◆ What is asked
Pick up the writing on system health metrics and latency alerting, shown below, after its last sentence and carry it forward.

◆ Document segment
^^^^^^^^

Latency is weird. If you have 10 million queries per second flowing through your system, you don't want to alert because one was too slow. On the other hand you really care if some are extremely slow, or most are kindof slow. Because of this you often want to pick a couple of percentiles, maybe 99'th and 50'th (unfortunately this does depend on the scale of your system, but only very loosely), and alert on their latency being high. I'm going to cheat a bit and count those as one metric, since you can easily put them on one graph. And I'm making the rules anyway :).

Think about what your system does, and make sure your metrics are representative. If 90% of your queries are of one type that's super-cheap and fast, and 5% are expensive and incredibly slow, maybe you want to break those out into seperate metrics. You really can't do this process blind, you have to look at your system, what metrics you can get reasonably, and what they will tell you.

2) Insight into what's impacting the health of your system

Key metrics tell us whether our system is healthy, and give a 10,000 foot view of how it's unhealthy, but not a clue at all as to why or where to look. This is what the rest of your metrics are for. Here is where you go crazy, the more metrics the merrier. That said, piles and piles of metrics don't really help you if you can't find them. Think about what you want to know while debugging a given problem, and what metric you would want to help dig down and see what's wrong, or prove that something is or is not the issue.

For example. I wake up at 2am to a page saying that the 99'th percentile latency is high on my webservice. This webservice is backed by OpenTSDB sitting on HSpace on HFS and the whole thing is running on EBS backed EC2 instances. What do I do? If I've set up measurement of latency and compute percentiles *per component*. I click on a link by my latency graph and it takes me to a breakdown of latency per component and per query type. I look and I see that operations with *'s on the first parameter are crazy slow, that is whole-table scans at the HSPace layer. Every layer is saying things are stupid slow, so the other breakdown is useless today. Well, I think maybe it's HSpace so I look click on a link for that and I see that one tablet is slow. Huh, now I log into the EC2 instance backing that tablet and find that the EC2 instance takes 30 seconds to authenticate my ssh connection... well shit, my EC2 instance is probably getting hosed by a competing workload, I can dig around on the machine and maybe I'll find the competing workload from someone else is blowing all my cachelines... so I go buy a larger nicer machine, and tomorrow I'll see if I can get dedicated machines or something. I file a bug to get on that and go back to bed. (To be clear I've never run OpenTSDB, HSpace, or HFS, I just wanted an example with a relatively deep stack behind it)

^^^^^^^^

◆ Record list
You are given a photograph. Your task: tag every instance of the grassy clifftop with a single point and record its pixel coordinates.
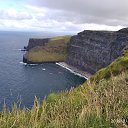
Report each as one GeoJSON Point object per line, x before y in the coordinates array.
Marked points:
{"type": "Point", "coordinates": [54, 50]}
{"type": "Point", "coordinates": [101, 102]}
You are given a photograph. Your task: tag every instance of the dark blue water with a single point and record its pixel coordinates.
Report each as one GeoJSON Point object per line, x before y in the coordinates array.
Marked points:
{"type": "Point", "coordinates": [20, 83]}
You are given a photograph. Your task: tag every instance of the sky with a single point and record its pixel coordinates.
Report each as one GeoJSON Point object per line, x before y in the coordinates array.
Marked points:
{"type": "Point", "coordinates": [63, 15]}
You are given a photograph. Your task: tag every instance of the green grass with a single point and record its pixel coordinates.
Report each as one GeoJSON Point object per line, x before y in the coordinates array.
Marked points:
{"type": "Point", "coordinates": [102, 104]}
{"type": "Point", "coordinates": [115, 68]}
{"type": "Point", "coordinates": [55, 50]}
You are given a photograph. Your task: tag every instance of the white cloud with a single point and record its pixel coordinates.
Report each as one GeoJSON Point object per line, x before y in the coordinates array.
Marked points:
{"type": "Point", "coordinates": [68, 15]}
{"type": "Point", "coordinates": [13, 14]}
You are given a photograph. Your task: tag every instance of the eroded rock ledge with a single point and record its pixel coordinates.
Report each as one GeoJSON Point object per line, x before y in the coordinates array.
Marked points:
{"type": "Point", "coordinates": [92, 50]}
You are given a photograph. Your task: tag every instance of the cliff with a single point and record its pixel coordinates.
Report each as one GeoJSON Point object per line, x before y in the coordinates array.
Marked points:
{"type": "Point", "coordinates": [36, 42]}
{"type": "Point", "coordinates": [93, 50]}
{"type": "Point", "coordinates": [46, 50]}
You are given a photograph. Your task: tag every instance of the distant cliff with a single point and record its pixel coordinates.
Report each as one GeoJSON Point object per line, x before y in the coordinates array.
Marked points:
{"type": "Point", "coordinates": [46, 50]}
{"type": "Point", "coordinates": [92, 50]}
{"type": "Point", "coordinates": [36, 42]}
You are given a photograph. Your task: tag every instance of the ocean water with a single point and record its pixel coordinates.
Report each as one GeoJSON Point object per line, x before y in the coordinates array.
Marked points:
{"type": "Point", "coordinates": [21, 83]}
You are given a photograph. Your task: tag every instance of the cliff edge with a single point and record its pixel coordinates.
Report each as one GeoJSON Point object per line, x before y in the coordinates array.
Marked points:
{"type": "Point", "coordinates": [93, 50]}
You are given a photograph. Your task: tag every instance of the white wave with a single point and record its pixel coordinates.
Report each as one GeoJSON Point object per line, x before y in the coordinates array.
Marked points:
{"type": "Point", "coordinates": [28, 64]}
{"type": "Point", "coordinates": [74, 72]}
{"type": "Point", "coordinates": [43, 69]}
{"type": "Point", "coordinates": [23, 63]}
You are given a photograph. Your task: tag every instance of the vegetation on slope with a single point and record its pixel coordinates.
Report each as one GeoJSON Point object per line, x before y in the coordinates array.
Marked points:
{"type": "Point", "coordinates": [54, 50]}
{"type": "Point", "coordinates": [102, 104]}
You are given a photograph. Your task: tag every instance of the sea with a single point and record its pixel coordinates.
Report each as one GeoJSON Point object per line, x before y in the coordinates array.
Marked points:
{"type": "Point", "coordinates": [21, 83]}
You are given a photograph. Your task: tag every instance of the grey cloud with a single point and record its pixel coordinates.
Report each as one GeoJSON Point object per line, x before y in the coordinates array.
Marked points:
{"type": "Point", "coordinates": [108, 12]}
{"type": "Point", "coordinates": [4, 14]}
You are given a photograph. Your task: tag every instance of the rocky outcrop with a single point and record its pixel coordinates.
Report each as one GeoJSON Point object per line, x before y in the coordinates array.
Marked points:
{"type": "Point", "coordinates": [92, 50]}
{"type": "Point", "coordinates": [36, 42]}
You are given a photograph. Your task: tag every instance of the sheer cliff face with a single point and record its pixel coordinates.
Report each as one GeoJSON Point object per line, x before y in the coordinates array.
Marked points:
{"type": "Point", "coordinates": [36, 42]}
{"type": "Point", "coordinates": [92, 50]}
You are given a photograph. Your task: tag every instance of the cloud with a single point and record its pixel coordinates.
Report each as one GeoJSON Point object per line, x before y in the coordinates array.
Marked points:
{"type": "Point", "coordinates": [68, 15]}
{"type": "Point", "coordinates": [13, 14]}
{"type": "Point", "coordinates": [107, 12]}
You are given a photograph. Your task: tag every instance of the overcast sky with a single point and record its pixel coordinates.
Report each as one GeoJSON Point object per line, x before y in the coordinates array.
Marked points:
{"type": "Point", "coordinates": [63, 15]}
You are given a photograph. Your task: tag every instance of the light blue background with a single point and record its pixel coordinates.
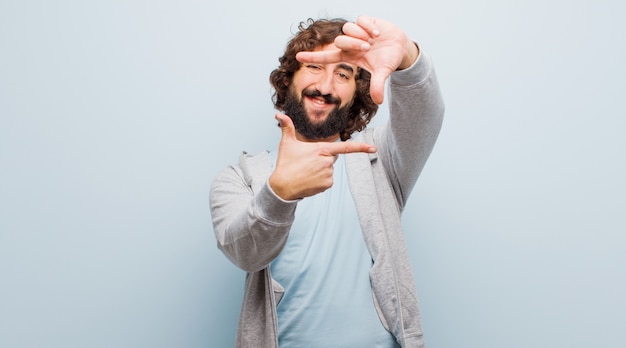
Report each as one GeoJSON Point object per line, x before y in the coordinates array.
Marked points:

^^^^^^^^

◆ The result
That's ideally how you want debugging to look. It takes a LOT of work and a LOT of metrics to make things that smooth - and most of the time it won't be nearly that nice, but the closer you get the nicer it'll be.

3) To have insight into how these compare to historical values.

It's third quarter. My manager comes to me and asks what I need for budget next year. I ask around and find out that we're taking on a new large client that's half again the size of our largest client. After getting numbers it turns out that it's actually about half the size of our largest client... but that still means their query load is 20% of our total on average. Additionally I dig into their use-case and find out that it matches that of another client... okay.

So, I dig up the client that their use-case matches and look at their historical query load on various parts of our system. I take the peaks over the last 2 months and compare that to the average to get an idea of spikiness. Peaks are about 300% of normal, and occur at 12 noon. I compare that to the system as a whole and find that the spike is the same as that in the system overall. Damn, that sucks.

So I take our system as a whole, match it to a growth function, and based on that predict our traffic 4'th quarter next year due to organic growth. Then I check that function against our representative client and find that it matches. So I scale the represenative client up to the scale of our new client, add that to the other curve, and I've got our required capacity. From there we backsolve to how much of each resource we need, maybe adding a few percent slop here and there for systems that don't scale linearly, a little extra headroom, and the like. In short, you spitball it, but not until you get some backed numbers.

This sort of solving requires history, and it requires being able to query and analyze that history. I've repeatedly tried to build a generalized tool for capacity planning and have yet to succeed, in fact I've yet to succeed in even building a specialized tool for a specific task. If anyone knows of any I'd be very interested, for now I do it with ad-hoc queries similar to the process described above. Again the above is not a real scenario, but it maps closely to the process I have used, and will use again, when capacity planning.

4) To receive notification if your system is, or is about to be, unhealthy.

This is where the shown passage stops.